Text excerpt Start Marker

Despite emergency aid from the state that allowed for additional clinical staff, Robinson says OHSU had postponed non-urgent surgeries and procedures to ensure the health system maintained enough capacity to accommodate patients with more immediate health needs.
“In the face of this unprecedented demand, we continue to meet the needs of our patients thanks to the commitment and dedication of frontline health care workers,” Robinson says.
In the Midwest, Milwaukee’s Ascension Columbia St. Mary's Hospital reportedly has employed a similar strategy. In a memo sent Jan. 9, hospital administrators told clinical staff to review scheduled surgeries through Feb. 10, and that those not deemed urgent should be delayed, per reports. The hospital has faced concerns about staffing shortages and patient safety; it was not clear what role respiratory viruses may have played in the recent decision.
“Ascension Columbia St. Mary’s Hospital Milwaukee has been prioritizing urgent and emergent surgical procedures and will continue to do so as needed,” Caryn Kaufman, director of communications for Ascension Wisconsin, tells U.S. News in an email. “Elective surgeries are continuing based on clinical urgency.”
While many U.S. hospitals have felt the strain of viral illnesses and staffing challenges, some stakeholders feel hospitals are better positioned to continue providing elective procedures than they were in the beginning of the pandemic – even if a sudden influx of virus patients were to hit.
“I don’t think we’ll ever be to a point that we were back in 2020 because we are much better prepared than we were back then,” says Dr. Rachael Lee, an infectious disease specialist with UAB Medicine, a health system in Birmingham, Alabama.

Text excerpt End Marker
Supplied data Start Marker

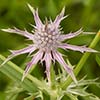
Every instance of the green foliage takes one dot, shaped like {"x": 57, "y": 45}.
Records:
{"x": 83, "y": 13}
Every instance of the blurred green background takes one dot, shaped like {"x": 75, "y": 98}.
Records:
{"x": 82, "y": 13}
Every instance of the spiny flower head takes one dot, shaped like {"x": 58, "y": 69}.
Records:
{"x": 47, "y": 38}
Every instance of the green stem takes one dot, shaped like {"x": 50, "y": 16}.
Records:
{"x": 82, "y": 61}
{"x": 30, "y": 83}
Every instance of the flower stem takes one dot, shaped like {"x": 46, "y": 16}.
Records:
{"x": 82, "y": 61}
{"x": 30, "y": 83}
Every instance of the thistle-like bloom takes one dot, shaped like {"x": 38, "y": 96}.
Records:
{"x": 47, "y": 38}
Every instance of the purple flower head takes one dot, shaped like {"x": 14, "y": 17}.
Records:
{"x": 47, "y": 38}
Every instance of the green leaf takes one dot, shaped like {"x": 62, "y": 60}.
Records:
{"x": 30, "y": 83}
{"x": 98, "y": 59}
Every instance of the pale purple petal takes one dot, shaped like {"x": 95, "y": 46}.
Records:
{"x": 15, "y": 53}
{"x": 38, "y": 56}
{"x": 59, "y": 18}
{"x": 70, "y": 35}
{"x": 36, "y": 16}
{"x": 76, "y": 48}
{"x": 20, "y": 32}
{"x": 57, "y": 56}
{"x": 47, "y": 58}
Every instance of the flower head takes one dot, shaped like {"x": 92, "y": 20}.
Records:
{"x": 46, "y": 39}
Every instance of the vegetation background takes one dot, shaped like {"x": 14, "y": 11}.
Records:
{"x": 82, "y": 13}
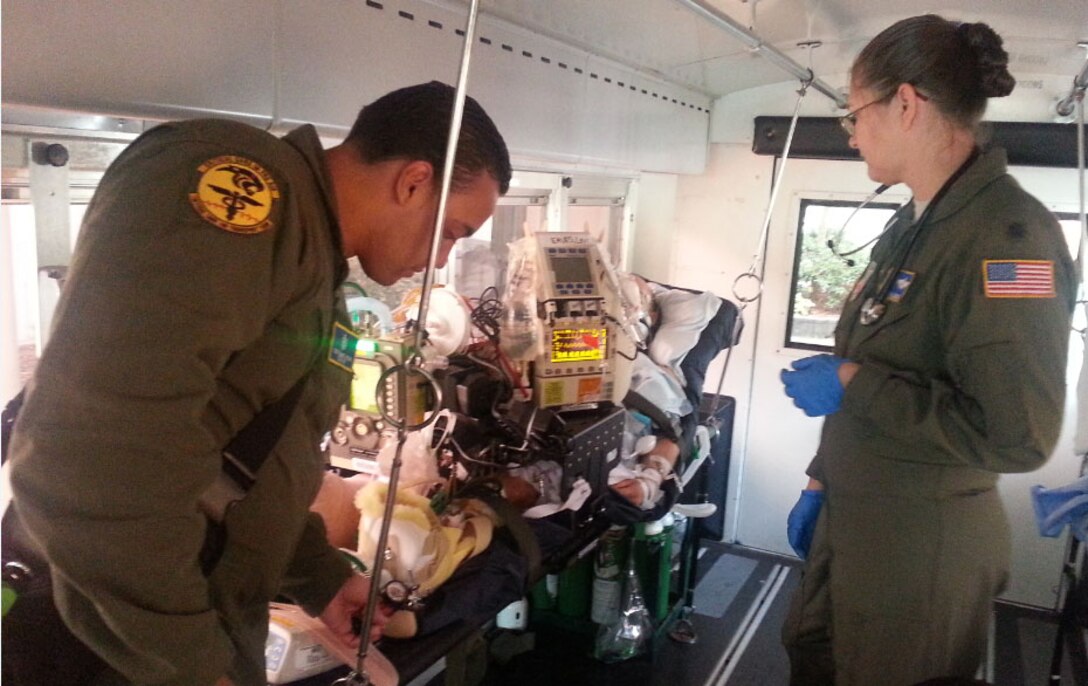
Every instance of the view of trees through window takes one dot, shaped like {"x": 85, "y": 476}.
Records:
{"x": 821, "y": 278}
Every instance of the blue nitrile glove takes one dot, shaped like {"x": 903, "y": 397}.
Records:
{"x": 802, "y": 521}
{"x": 814, "y": 385}
{"x": 1054, "y": 508}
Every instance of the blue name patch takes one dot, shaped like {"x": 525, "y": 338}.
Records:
{"x": 899, "y": 288}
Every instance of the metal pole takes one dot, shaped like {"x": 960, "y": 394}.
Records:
{"x": 447, "y": 172}
{"x": 1066, "y": 104}
{"x": 774, "y": 55}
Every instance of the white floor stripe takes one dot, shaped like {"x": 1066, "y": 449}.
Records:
{"x": 757, "y": 608}
{"x": 776, "y": 584}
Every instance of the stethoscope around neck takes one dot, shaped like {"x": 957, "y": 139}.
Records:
{"x": 875, "y": 307}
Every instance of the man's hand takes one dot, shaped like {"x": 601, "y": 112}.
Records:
{"x": 347, "y": 605}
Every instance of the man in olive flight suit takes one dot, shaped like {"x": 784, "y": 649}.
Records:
{"x": 205, "y": 284}
{"x": 959, "y": 377}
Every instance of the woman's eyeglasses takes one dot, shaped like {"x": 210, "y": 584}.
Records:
{"x": 849, "y": 120}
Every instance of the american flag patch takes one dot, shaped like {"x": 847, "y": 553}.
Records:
{"x": 1018, "y": 278}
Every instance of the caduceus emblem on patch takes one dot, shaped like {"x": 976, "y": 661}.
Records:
{"x": 235, "y": 194}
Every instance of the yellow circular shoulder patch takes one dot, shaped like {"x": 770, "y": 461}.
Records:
{"x": 235, "y": 195}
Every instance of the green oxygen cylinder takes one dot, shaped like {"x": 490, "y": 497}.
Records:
{"x": 653, "y": 559}
{"x": 608, "y": 565}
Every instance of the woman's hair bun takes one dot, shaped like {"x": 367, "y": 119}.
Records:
{"x": 994, "y": 79}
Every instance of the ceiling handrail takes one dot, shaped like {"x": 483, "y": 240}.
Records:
{"x": 775, "y": 55}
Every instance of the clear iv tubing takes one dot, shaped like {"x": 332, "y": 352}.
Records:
{"x": 761, "y": 247}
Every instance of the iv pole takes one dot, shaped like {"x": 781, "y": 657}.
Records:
{"x": 413, "y": 365}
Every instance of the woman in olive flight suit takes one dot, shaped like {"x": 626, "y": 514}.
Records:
{"x": 949, "y": 369}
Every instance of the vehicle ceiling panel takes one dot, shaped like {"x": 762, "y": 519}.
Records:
{"x": 666, "y": 38}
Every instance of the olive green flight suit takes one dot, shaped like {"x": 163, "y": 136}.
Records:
{"x": 171, "y": 334}
{"x": 954, "y": 387}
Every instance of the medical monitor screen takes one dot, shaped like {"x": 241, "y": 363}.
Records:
{"x": 365, "y": 385}
{"x": 571, "y": 270}
{"x": 579, "y": 345}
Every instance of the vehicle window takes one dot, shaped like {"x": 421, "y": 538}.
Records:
{"x": 823, "y": 276}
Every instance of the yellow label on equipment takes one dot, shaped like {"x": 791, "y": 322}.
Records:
{"x": 553, "y": 394}
{"x": 579, "y": 345}
{"x": 235, "y": 195}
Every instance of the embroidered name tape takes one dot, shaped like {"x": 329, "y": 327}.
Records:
{"x": 235, "y": 194}
{"x": 342, "y": 347}
{"x": 1018, "y": 278}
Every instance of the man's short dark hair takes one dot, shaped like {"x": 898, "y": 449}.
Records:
{"x": 412, "y": 123}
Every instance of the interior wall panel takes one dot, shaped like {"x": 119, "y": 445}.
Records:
{"x": 289, "y": 61}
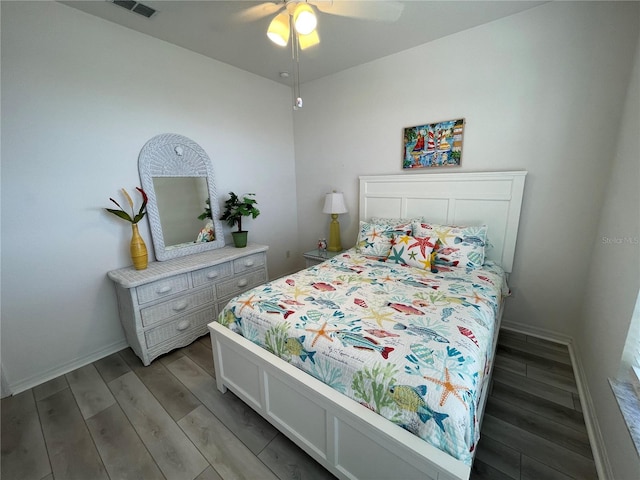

Supplied data End Marker

_Problem 1_:
Extract the passage from the excerpt on hospital surgery delays, starting at "Despite emergency aid" and ending at "immediate health needs.".
_Problem 2_:
Answer these questions on the excerpt on hospital surgery delays:
(a) Through what date were clinical staff at Ascension Columbia St. Mary's Hospital told to review scheduled surgeries?
(b) What position does Caryn Kaufman hold?
(c) With which health system is Dr. Rachael Lee an infectious disease specialist?
_Problem 3_:
Carry on the excerpt on hospital surgery delays, beginning after its last sentence.
The items are not needed for any of this work.

_Task output 1_:
Despite emergency aid from the state that allowed for additional clinical staff, Robinson says OHSU had postponed non-urgent surgeries and procedures to ensure the health system maintained enough capacity to accommodate patients with more immediate health needs.

_Task output 2_:
(a) Feb. 10.
(b) Director of communications for Ascension Wisconsin.
(c) UAB Medicine, a health system in Birmingham, Alabama.

_Task output 3_:
Lee says UAB Hospital has been admitting an average of one to two patients a day for flu-related illness. Since the beginning of the year, the hospital has seen a slight uptick in COVID-19 cases, which she suspects has been driven by contagious strains of the omicron variant.
“It’s a very delicate balance because we have to care for patients that are coming in with respiratory viruses but we also want to have a continuation of our standard care practices,” Lee says.
UAB uses analytics tools to predict the number of patients likely to be admitted on a given day, which helps anticipate how many elective procedures can be performed or will need to be rescheduled.
“If we had a completely new variant that nobody had any sort of an immune response to, hopefully we would see evidence of that before we would rollback (elective procedures),” Lee says. “But never say never – that’s what we’ve learned during this pandemic, right?”
Dr. Daniel Varga, chief physician executive at Hackensack Meridian Health in New Jersey, says despite experiencing a slight increase in COVID-19 cases since last fall, there had not been discussions about delaying elective procedures. As of Wednesday, the 4,692-bed system was caring for roughly 300 COVID-19 inpatients, down from roughly 400 as of Jan. 10, and just 30 inpatients with a primary diagnosis of influenza.
Varga says ongoing workforce shortages have been problematic for Hackensack. He says the health system had been making progress in addressing those issues in 2022 by ramping up recruitment at nursing schools, offering incentives like student loan forgiveness and deploying other tactics.
But Varga says many of those efforts take time. As each new surge in virus cases can cause as many as 200 staffers to be out sick at one time, the health system is often forced to adopt shorter-term solutions like hiring contract nurses to meet the immediate need.
“We were making progress toward it, but you get hit again with another surge and you’re right back in the same pickle,” Varga says.